Below are the records. How many of their lines contain "woman"? Give only the number.

(Collected data)
++++++++++

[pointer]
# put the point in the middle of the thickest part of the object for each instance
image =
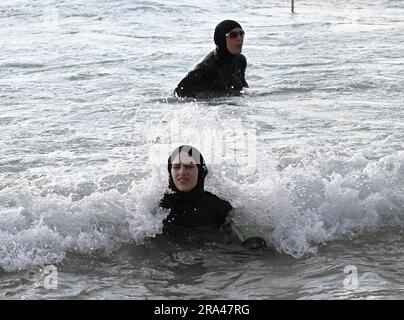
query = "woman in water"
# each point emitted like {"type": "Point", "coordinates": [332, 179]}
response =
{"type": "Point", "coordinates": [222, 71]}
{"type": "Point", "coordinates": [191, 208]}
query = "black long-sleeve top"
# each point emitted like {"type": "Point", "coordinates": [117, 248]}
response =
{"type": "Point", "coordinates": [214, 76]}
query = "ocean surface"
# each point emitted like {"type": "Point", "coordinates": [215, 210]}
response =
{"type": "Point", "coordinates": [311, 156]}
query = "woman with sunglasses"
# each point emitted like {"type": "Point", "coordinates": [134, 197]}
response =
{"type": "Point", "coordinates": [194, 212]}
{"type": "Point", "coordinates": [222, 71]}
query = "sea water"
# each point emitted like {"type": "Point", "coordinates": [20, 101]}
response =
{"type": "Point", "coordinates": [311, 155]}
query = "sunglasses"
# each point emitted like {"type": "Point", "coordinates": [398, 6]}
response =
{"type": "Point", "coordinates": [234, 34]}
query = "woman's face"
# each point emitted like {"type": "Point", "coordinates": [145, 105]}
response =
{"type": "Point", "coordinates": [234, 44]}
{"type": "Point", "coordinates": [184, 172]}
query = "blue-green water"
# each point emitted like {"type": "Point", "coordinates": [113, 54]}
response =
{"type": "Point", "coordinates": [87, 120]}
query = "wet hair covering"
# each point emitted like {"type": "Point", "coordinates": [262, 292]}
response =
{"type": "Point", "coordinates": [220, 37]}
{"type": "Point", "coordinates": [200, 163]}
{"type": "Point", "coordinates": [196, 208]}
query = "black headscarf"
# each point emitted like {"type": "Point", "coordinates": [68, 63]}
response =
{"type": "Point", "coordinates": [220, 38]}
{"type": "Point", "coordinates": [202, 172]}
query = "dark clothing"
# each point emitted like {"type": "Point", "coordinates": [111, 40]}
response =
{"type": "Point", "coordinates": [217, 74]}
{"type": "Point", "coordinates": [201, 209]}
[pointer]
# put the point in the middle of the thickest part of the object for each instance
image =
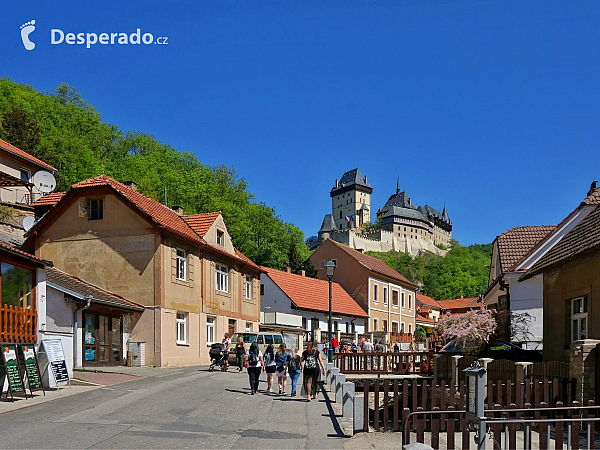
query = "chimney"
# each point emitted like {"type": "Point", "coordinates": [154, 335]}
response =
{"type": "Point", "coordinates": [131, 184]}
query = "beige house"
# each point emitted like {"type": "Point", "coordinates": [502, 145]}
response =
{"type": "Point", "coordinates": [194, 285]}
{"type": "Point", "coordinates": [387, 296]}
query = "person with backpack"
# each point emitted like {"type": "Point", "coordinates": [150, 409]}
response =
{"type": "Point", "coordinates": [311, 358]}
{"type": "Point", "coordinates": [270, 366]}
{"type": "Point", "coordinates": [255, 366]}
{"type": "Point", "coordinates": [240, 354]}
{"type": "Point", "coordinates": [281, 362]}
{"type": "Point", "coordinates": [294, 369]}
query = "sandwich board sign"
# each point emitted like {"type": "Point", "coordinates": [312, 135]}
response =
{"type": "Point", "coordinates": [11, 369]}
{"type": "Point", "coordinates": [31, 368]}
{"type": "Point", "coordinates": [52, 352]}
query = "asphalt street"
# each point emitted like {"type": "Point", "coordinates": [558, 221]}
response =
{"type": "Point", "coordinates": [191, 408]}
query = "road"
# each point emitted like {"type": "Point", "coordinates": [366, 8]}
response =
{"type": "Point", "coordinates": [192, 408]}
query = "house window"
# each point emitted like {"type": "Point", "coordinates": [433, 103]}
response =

++++++++++

Response to the task -> 3